BRIEF = Repeat the entries word for word. Leave nothing out.

SUPPLIED MATERIAL =
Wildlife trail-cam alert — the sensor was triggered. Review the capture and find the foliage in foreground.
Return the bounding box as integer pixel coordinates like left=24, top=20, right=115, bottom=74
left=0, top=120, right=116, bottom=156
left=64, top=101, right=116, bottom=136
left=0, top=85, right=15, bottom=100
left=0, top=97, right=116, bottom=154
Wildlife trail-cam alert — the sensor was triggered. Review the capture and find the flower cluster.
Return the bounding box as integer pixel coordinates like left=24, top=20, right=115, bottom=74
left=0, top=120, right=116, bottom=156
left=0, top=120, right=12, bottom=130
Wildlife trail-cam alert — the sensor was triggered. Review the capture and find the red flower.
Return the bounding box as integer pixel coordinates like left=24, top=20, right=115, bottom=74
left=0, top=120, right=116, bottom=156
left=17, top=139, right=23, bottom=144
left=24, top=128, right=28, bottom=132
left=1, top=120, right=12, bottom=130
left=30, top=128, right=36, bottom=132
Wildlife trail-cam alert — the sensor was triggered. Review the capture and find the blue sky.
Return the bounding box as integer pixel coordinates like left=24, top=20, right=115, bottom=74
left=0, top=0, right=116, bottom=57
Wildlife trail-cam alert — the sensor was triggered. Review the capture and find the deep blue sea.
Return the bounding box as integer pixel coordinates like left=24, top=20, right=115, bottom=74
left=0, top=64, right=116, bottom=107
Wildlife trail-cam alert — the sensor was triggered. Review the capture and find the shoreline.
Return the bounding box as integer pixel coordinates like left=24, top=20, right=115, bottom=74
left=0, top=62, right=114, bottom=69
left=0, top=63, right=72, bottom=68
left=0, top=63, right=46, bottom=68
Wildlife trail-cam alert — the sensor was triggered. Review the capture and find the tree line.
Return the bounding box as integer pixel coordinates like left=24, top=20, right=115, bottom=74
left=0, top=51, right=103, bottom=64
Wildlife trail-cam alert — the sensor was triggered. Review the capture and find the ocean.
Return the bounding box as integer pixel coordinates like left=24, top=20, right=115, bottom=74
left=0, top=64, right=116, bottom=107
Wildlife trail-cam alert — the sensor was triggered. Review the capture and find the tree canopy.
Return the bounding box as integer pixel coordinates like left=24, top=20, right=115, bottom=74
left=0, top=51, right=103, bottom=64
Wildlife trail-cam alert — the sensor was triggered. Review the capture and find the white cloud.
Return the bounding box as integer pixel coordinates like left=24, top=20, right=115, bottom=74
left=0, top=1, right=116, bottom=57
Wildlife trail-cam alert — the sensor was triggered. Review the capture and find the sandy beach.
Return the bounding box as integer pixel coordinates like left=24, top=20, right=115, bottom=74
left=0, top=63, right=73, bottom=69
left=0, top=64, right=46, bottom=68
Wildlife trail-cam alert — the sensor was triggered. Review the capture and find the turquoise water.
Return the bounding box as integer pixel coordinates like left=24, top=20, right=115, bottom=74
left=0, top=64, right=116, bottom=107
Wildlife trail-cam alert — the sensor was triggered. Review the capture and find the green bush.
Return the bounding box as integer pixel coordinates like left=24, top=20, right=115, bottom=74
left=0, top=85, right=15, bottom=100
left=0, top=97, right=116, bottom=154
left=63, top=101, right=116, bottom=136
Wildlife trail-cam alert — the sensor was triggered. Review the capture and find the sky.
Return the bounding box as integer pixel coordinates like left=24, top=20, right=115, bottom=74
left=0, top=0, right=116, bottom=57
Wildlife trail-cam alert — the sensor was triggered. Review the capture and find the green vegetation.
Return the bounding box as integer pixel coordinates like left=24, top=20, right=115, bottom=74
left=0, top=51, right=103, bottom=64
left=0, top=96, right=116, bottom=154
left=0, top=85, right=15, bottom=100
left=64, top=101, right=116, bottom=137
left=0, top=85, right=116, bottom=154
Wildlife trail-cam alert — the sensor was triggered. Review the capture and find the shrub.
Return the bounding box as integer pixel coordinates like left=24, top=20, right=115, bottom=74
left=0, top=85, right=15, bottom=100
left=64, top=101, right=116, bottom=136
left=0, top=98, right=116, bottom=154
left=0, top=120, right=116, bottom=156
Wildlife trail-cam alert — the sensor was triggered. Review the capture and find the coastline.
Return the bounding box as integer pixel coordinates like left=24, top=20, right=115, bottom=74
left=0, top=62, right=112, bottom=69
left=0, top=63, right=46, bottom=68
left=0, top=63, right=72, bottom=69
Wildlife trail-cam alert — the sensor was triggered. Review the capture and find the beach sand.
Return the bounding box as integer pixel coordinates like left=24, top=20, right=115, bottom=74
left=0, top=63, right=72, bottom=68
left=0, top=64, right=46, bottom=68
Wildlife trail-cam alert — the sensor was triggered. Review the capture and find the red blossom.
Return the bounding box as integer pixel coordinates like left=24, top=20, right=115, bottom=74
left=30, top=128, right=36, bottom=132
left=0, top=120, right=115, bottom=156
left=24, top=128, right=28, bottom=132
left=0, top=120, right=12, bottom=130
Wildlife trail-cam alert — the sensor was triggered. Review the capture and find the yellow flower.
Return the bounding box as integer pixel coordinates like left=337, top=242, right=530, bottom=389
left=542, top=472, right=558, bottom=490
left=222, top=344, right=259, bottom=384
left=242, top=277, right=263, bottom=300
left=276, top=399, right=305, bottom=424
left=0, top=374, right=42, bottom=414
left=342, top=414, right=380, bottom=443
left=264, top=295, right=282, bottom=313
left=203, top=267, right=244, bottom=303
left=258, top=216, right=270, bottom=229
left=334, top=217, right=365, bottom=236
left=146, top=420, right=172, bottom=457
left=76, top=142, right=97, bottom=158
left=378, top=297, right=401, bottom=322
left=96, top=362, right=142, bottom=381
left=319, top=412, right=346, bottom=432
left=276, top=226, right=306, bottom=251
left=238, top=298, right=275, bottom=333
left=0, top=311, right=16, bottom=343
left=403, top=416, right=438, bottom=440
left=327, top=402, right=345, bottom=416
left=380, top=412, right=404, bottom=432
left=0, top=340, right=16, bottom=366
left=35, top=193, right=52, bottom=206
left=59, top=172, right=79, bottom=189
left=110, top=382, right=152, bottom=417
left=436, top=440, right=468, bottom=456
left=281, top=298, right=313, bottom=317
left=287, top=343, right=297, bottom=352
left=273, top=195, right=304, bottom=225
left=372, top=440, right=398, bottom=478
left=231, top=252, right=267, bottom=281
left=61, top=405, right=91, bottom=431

REPLY =
Wildlife trail-cam alert — the sensor was triggered. Review the capture and find the foliage in foreground.
Return the bounding box as integer pixel coordinates like left=24, top=20, right=115, bottom=74
left=0, top=120, right=116, bottom=156
left=64, top=101, right=116, bottom=136
left=0, top=85, right=15, bottom=100
left=0, top=97, right=116, bottom=154
Wildlife trail-cam alert — the sensor was triggered. Review the capture and find the flower cluster.
Return the bounding box as integer pixel coordinates like left=24, top=20, right=115, bottom=74
left=0, top=120, right=116, bottom=156
left=0, top=120, right=12, bottom=130
Wildlife trail-cam alert — the sensor was triggered. Review the capture and find the red flower.
Return the bounding box as integer pixel coordinates like left=24, top=20, right=115, bottom=74
left=0, top=120, right=116, bottom=156
left=17, top=139, right=23, bottom=144
left=24, top=128, right=28, bottom=132
left=1, top=120, right=12, bottom=130
left=30, top=128, right=36, bottom=132
Wildlife trail-cam alert — the sensor was triggered. Review the capture and find the blue sky.
Return the bounding box as integer pixel coordinates like left=24, top=20, right=115, bottom=74
left=0, top=0, right=116, bottom=57
Wildlife trail-cam alert — the sensor was triggered. Review the capture and find the deep blue sea.
Return the bounding box as integer pixel coordinates like left=24, top=20, right=115, bottom=74
left=0, top=64, right=116, bottom=107
Wildlife trail-cam alert — the sensor was triggered. Review the capture and find the shoreline.
Return the bounding box as integer pixel coordinates like left=24, top=20, right=115, bottom=74
left=0, top=62, right=114, bottom=69
left=0, top=63, right=72, bottom=68
left=0, top=63, right=46, bottom=68
Wildlife trail-cam alert — the sensor was triggered. Review the capture and find the tree line.
Return the bounding box as integer pixel coordinates like left=24, top=20, right=115, bottom=74
left=0, top=51, right=103, bottom=64
Wildlife trail-cam alert — the sensor was triggered. Review the capture and find the ocean.
Return the bounding box as integer pixel coordinates like left=24, top=20, right=115, bottom=74
left=0, top=64, right=116, bottom=107
Wildlife trail-cam alert — the sensor was triggered. Review the capture and find the tree canopy.
Return the bounding box as integer pixel coordinates like left=24, top=20, right=115, bottom=74
left=0, top=51, right=103, bottom=64
Wildlife trail-cam alert — the sensor was triggered. Review the capture and find the white cloud.
Return the bounding box as integer pixel coordinates like left=24, top=20, right=115, bottom=74
left=0, top=1, right=116, bottom=57
Wildlife trail-cam alert — the sensor was triggered. Review the capture and find the sandy beach.
Return the bounding box as integer pixel coordinates like left=24, top=20, right=115, bottom=74
left=0, top=63, right=73, bottom=69
left=0, top=64, right=46, bottom=68
Wildlife trail-cam alert — the sensor was triggered. Review the capture and find the turquoise water.
Return the bounding box as integer pixel coordinates like left=24, top=20, right=115, bottom=74
left=0, top=64, right=116, bottom=107
Wildlife trail-cam alert — the sensor was triggered. Review the capture and find the green bush.
Return the bounding box as integer pixel coordinates like left=24, top=20, right=115, bottom=74
left=0, top=85, right=15, bottom=100
left=0, top=97, right=116, bottom=154
left=63, top=101, right=116, bottom=136
Wildlife trail-cam alert — the sensor was triggered. Review the capture and find the sky.
Return the bounding box as integer pixel coordinates like left=24, top=20, right=115, bottom=74
left=0, top=0, right=116, bottom=57
Wildlife trail-cam alert — the sensor was triggered. Review the capture and find the green vegetation.
Return the bounding box as integer pixel coordinates like left=24, top=20, right=115, bottom=74
left=0, top=51, right=103, bottom=64
left=0, top=96, right=116, bottom=154
left=0, top=85, right=15, bottom=100
left=64, top=101, right=116, bottom=137
left=0, top=85, right=116, bottom=154
Wildlife trail-cam alert — the sensor was triggered. Review the capture and find the shrub.
Return the bounding box as integer pixel coordinates like left=24, top=20, right=115, bottom=74
left=0, top=85, right=15, bottom=100
left=64, top=101, right=116, bottom=136
left=0, top=98, right=116, bottom=154
left=0, top=120, right=116, bottom=156
Wildlife trail-cam alert — the sensor was triggered. Review the capture and find the coastline.
Return the bounding box as integer pixel coordinates like left=24, top=20, right=115, bottom=74
left=0, top=62, right=112, bottom=69
left=0, top=63, right=46, bottom=68
left=0, top=63, right=72, bottom=69
Wildlife trail-cam alert — the sensor was triggered. Review the capture and find the beach sand.
Return the bounding box as integer pixel coordinates like left=24, top=20, right=115, bottom=74
left=0, top=63, right=72, bottom=68
left=0, top=64, right=46, bottom=68
Wildlife trail-cam alert — the sensor was triggered. Review the capture and find the red blossom.
Return the bounding box as integer pixel coordinates like left=24, top=20, right=115, bottom=74
left=30, top=128, right=36, bottom=132
left=0, top=120, right=115, bottom=156
left=24, top=128, right=28, bottom=132
left=0, top=120, right=12, bottom=130
Wildlife trail-cam alert — the sensor was triggered. Review the capture and find the yellow flower.
Return the bounding box as integer pixel coordinates like left=337, top=242, right=530, bottom=389
left=542, top=472, right=558, bottom=490
left=222, top=344, right=259, bottom=384
left=242, top=277, right=263, bottom=300
left=276, top=399, right=305, bottom=424
left=0, top=374, right=42, bottom=414
left=342, top=414, right=380, bottom=443
left=264, top=295, right=282, bottom=313
left=203, top=267, right=244, bottom=303
left=258, top=216, right=270, bottom=229
left=334, top=217, right=365, bottom=236
left=146, top=420, right=172, bottom=457
left=76, top=142, right=97, bottom=158
left=378, top=297, right=401, bottom=322
left=96, top=362, right=142, bottom=381
left=319, top=412, right=346, bottom=432
left=276, top=226, right=306, bottom=251
left=238, top=298, right=275, bottom=333
left=0, top=311, right=16, bottom=343
left=403, top=416, right=438, bottom=440
left=327, top=402, right=345, bottom=416
left=380, top=412, right=404, bottom=432
left=0, top=340, right=16, bottom=366
left=35, top=193, right=52, bottom=206
left=59, top=172, right=79, bottom=189
left=110, top=382, right=152, bottom=417
left=436, top=440, right=468, bottom=456
left=281, top=298, right=313, bottom=317
left=287, top=343, right=297, bottom=352
left=273, top=195, right=304, bottom=225
left=372, top=440, right=398, bottom=478
left=231, top=252, right=267, bottom=281
left=61, top=405, right=91, bottom=431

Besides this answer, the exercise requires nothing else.